* _What is needed_: How many lines in the items below contain the word "then"? Reply with the number alone.

* _Material for this task_:
· · · · ·
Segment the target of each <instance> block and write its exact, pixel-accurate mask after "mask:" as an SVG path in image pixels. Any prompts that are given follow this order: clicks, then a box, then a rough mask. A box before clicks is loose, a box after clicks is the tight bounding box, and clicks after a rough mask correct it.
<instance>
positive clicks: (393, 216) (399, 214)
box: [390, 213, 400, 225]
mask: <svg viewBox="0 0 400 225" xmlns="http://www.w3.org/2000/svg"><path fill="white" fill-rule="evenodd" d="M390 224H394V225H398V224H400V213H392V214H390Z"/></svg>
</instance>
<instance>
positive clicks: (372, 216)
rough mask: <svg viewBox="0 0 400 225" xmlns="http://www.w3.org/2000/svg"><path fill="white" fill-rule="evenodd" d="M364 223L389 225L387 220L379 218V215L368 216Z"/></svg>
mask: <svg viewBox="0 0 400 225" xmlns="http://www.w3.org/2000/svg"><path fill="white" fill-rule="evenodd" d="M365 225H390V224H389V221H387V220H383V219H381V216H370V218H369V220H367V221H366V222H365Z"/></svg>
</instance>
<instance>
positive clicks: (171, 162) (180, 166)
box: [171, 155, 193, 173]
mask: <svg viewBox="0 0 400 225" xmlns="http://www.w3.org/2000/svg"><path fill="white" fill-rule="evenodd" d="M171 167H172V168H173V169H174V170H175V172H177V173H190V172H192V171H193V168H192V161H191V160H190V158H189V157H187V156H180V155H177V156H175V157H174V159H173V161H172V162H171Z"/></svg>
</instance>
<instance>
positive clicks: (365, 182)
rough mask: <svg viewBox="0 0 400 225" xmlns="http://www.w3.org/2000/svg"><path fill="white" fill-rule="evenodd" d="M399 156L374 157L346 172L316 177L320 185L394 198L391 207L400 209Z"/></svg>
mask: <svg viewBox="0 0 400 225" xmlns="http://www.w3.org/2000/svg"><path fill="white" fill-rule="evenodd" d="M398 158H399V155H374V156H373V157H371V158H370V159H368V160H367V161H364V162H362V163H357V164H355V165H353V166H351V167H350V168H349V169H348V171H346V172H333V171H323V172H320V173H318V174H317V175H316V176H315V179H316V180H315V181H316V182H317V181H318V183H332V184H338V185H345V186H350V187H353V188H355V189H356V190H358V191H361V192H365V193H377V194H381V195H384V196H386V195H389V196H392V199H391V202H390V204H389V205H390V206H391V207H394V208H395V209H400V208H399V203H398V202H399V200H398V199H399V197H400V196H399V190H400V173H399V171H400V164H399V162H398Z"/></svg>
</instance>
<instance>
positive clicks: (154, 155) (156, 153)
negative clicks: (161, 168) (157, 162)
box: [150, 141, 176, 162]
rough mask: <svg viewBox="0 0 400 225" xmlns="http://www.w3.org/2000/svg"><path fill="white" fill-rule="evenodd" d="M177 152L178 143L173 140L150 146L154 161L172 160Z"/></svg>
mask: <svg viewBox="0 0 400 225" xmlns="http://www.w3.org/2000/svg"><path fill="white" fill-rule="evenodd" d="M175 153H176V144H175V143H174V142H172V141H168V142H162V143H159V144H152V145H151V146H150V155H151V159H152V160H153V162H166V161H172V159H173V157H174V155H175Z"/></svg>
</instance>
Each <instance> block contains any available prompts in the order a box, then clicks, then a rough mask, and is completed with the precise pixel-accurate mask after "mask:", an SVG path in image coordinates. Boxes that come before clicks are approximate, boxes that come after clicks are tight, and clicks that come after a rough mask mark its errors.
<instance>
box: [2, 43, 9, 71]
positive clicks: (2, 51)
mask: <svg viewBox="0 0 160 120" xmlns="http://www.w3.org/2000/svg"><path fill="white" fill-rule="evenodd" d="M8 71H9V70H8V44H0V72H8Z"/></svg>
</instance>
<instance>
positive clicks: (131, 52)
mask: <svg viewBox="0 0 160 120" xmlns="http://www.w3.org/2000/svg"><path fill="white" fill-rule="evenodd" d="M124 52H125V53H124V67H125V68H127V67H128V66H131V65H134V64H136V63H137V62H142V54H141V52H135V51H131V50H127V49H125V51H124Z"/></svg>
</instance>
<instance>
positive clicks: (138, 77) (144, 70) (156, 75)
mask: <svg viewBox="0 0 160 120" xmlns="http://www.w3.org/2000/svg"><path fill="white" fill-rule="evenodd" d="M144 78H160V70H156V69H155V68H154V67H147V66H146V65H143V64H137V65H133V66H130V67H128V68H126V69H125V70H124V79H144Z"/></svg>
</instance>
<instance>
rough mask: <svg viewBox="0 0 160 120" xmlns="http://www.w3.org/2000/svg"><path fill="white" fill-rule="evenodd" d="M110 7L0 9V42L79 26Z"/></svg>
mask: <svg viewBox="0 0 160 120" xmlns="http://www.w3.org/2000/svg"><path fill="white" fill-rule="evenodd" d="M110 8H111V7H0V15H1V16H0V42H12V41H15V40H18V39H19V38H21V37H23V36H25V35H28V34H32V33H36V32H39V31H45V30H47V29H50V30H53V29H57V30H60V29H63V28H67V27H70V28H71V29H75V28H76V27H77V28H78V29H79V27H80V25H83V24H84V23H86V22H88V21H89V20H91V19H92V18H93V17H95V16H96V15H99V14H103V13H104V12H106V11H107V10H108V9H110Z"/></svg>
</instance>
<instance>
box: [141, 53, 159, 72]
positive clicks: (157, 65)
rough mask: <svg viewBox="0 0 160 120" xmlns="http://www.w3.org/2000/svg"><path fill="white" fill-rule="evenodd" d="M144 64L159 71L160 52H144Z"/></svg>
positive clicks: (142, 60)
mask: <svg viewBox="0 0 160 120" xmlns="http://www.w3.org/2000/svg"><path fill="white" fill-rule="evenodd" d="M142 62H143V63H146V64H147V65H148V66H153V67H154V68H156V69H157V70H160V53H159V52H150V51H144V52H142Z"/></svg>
· · · · ·
* _Solution for this problem_: 2